● **Exercise**: Reproduce the custom epilogue page word for word, from "Custom epilogues allow" up to and including "memory bandwidth efficiency.".

● **Page text**:
┄┄┄┄┄┄┄┄┄┄┄┄┄┄┄┄┄┄┄┄

Custom Epilogue Example

Custom epilogues allow you to fuse element-wise operations directly into the GEMM kernel, eliminating separate kernel launches and improving memory bandwidth efficiency.

Overview

Instead of:

D = matmul(A, B)  # Kernel 1
D = D * alpha + C * beta  # Kernel 2
E = relu(D)  # Kernel 3

You can fuse everything into a single kernel:

D = relu(matmul(A, B) * alpha + C * beta)  # Single fused kernel

This approach:

Reduces memory traffic
Eliminates kernel launch overhead
Improves overall throughput

Epilogue Fusion Configuration (EFC)

For Blackwell (SM100) and later architectures, CUTLASS provides the Epilogue Fusion Configuration (EFC) framework for defining custom epilogues.

Basic Example: Alpha-Beta Scaling

This example demonstrates a GEMM with custom epilogue that computes:

Y = A × B
D = (A × B) × alpha + C × beta + X × x_factor

Define the kernel class

Start by extending the base EFC kernel:

import cutlass
import cutlass.cute as cute
from common_dense_gemm_efc import DenseGemmEFC

class DenseGemmAlphaBeta(DenseGemmEFC):
    """Implements batched GEMM with custom epilogue fusion.
    
    Computes:
    - Y = A * B (accumulator stored to Y)
    - D = (A * B) * alpha + C * beta + X * x_factor
    """
    
    def __init__(
        self,
        acc_dtype,
        use_2cta_instrs,
        mma_tiler_mn,
        cluster_shape_mn,
    ):
        super().__init__(
            acc_dtype,
            use_2cta_instrs,
            mma_tiler_mn,
            cluster_shape_mn,
        )

Define tensor arguments

Specify the input and output tensors:

def create_arguments(
    self,
    l, m, n, k,
    a_major, b_major, cd_major,
    ab_dtype,
    c_dtype, d_dtype, x_dtype, y_dtype,
):
    # Standard A, B tensors from parent class
    std_args = super().create_arguments(
        l, m, n, k, a_major, b_major, cd_major, ab_dtype
    )

┄┄┄┄┄┄┄┄┄┄┄┄┄┄┄┄┄┄┄┄

● **Extracted data**:
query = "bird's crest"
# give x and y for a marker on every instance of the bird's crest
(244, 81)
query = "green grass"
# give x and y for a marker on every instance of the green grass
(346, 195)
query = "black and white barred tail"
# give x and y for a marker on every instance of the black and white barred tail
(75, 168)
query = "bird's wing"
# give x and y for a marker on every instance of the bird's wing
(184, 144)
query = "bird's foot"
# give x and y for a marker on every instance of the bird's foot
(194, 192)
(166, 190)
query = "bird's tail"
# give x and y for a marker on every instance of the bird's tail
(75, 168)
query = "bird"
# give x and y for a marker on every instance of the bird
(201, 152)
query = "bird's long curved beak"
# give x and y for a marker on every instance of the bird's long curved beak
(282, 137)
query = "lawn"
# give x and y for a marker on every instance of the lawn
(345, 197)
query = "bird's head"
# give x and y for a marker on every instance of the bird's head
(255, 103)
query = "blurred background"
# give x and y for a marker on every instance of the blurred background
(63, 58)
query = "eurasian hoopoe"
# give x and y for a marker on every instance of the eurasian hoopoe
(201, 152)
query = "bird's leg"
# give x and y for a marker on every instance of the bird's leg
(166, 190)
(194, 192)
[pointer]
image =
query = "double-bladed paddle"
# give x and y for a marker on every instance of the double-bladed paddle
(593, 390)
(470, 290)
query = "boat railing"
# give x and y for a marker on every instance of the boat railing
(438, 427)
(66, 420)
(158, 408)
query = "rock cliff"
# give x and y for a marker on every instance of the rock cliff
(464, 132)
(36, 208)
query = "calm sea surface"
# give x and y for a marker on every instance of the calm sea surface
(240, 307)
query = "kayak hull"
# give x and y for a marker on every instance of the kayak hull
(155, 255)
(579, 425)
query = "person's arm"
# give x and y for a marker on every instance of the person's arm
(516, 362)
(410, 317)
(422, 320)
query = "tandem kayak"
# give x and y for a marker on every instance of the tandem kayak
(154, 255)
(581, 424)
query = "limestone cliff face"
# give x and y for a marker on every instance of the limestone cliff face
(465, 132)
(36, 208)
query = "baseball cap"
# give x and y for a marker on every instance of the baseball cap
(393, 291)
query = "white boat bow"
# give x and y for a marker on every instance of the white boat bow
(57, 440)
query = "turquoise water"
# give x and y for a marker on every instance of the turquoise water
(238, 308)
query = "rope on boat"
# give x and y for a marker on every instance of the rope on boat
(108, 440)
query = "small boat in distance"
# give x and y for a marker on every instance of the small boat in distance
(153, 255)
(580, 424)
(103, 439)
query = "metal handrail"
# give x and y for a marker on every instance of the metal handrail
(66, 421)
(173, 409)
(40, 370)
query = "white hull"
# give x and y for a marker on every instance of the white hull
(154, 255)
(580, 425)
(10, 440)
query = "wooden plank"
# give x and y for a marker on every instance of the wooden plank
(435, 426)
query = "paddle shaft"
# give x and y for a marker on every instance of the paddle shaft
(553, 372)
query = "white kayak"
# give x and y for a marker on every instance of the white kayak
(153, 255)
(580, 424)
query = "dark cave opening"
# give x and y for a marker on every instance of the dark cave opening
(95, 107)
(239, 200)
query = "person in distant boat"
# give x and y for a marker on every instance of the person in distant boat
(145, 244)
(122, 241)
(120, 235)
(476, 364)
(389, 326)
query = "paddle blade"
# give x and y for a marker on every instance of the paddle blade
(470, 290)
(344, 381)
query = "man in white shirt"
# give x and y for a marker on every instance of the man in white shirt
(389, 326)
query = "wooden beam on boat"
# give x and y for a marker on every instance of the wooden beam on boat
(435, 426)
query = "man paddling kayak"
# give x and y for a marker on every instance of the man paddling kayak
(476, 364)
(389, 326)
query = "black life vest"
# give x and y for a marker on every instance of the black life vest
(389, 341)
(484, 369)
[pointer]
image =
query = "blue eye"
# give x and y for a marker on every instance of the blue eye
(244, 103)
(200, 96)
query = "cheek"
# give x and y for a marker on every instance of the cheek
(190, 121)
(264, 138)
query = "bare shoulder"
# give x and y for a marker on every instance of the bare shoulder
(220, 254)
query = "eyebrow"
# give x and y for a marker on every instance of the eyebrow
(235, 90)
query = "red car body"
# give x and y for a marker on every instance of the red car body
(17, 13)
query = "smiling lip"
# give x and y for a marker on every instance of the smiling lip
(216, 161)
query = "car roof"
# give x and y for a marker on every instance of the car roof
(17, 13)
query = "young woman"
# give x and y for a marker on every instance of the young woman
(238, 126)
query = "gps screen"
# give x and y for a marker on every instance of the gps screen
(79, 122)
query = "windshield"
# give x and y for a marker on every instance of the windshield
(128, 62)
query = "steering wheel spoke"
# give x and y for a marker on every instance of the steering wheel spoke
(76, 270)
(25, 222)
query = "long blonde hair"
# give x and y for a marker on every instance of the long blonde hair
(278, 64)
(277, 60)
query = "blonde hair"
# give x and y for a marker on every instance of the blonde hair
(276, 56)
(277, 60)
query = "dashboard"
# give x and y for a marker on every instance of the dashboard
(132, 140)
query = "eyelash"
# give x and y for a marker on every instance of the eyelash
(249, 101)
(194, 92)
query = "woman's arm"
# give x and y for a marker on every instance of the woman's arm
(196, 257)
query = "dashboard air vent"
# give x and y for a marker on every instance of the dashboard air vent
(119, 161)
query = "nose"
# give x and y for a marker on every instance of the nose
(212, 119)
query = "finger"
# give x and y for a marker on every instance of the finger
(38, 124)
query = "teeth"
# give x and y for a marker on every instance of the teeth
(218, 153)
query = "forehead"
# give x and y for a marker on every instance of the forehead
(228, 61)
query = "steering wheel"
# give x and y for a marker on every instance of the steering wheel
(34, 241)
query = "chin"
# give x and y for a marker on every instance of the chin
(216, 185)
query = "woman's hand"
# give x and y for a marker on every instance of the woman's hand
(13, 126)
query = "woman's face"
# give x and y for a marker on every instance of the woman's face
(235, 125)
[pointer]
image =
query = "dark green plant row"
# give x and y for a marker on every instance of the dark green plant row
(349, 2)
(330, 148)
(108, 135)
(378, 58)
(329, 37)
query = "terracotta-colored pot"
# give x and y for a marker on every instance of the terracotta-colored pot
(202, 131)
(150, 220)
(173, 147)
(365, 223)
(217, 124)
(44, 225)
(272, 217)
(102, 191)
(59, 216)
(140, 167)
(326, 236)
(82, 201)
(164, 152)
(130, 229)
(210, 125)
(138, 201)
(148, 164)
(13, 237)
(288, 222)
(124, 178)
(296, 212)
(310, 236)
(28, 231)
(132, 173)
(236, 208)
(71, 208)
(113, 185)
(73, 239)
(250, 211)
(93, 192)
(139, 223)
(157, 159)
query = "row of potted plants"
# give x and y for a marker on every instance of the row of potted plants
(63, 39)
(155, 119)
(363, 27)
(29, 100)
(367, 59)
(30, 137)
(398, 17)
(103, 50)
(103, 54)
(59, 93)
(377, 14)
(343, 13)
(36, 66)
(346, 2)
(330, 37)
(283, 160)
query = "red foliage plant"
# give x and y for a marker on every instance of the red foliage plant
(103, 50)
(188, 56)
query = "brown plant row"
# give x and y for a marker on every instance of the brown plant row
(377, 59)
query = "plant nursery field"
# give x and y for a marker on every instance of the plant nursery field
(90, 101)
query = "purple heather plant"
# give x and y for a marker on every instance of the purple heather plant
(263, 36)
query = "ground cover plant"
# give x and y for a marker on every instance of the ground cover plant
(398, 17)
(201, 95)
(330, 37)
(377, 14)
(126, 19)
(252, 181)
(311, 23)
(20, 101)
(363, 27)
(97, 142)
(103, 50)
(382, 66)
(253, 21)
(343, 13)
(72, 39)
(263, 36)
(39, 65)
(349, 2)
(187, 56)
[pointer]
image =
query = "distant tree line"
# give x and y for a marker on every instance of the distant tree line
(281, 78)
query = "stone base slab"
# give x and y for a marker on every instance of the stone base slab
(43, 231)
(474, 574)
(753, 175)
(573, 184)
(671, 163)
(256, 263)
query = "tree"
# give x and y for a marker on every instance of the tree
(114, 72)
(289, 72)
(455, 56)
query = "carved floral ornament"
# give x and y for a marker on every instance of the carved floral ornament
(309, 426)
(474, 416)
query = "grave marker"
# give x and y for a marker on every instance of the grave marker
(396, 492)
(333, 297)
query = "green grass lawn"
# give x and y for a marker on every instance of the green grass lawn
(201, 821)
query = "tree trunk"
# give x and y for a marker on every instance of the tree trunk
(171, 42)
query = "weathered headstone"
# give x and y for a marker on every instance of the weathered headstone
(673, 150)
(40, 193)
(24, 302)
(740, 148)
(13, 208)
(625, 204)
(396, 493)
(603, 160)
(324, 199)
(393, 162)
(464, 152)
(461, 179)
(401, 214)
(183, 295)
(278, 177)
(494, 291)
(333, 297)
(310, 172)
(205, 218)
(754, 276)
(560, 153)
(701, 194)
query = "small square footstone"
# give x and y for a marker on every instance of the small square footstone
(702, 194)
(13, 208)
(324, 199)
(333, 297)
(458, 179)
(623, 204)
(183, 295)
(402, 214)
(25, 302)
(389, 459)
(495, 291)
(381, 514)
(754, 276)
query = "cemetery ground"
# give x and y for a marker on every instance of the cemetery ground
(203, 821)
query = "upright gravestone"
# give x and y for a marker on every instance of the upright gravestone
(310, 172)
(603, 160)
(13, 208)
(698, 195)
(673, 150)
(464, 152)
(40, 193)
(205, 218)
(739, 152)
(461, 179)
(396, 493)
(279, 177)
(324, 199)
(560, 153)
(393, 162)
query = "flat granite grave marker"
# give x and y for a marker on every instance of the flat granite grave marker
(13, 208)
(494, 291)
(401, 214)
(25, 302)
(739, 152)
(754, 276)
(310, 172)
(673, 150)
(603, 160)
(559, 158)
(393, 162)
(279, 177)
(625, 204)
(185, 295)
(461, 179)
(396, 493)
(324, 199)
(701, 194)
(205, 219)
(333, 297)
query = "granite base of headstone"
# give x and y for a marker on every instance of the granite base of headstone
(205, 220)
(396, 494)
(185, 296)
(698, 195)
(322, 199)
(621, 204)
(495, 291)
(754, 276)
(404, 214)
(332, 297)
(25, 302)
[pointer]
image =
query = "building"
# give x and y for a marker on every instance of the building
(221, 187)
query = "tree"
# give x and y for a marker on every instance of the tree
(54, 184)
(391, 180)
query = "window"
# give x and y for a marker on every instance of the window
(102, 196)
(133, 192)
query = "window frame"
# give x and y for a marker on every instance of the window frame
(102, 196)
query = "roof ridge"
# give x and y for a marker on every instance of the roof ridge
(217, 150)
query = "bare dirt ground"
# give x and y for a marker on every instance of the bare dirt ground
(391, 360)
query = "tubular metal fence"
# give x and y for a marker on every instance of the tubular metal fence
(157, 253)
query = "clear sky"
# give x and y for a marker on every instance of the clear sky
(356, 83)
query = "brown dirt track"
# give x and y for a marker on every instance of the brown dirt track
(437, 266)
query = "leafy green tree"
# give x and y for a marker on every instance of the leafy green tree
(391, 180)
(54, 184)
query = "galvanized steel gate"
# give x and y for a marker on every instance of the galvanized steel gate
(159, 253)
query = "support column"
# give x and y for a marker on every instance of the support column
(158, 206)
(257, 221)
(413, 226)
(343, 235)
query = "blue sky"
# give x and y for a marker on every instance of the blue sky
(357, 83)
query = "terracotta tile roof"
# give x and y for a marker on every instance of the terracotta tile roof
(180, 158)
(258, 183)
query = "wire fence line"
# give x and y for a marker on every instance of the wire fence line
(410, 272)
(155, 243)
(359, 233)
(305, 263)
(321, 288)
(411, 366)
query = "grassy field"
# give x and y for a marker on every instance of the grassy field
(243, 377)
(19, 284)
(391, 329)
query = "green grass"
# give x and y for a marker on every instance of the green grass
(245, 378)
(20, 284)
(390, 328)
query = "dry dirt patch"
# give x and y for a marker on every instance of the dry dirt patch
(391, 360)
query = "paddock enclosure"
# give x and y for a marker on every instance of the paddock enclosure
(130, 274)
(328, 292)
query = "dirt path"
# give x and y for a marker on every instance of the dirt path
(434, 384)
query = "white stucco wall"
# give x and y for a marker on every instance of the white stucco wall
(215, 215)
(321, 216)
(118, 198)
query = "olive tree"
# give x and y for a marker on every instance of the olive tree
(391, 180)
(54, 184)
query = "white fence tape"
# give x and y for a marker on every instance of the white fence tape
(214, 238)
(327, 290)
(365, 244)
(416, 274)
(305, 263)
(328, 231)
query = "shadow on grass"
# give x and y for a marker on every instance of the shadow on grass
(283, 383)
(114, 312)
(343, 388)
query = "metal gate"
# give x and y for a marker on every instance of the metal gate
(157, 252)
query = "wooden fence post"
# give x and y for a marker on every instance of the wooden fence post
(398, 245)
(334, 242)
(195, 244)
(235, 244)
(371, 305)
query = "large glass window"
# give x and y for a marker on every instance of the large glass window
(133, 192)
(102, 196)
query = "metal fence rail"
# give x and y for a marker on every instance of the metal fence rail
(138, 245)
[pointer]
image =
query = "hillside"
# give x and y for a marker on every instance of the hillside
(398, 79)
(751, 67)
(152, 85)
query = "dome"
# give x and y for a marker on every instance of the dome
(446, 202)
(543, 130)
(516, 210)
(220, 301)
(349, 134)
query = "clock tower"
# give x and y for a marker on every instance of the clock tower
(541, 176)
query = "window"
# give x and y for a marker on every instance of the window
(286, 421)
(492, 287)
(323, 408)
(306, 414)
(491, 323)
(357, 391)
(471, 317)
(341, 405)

┄┄┄┄┄┄┄┄┄┄┄┄┄┄┄┄┄┄┄┄

● **Reply**:
Custom epilogues allow you to fuse element-wise operations directly into the GEMM kernel, eliminating separate kernel launches and improving memory bandwidth efficiency.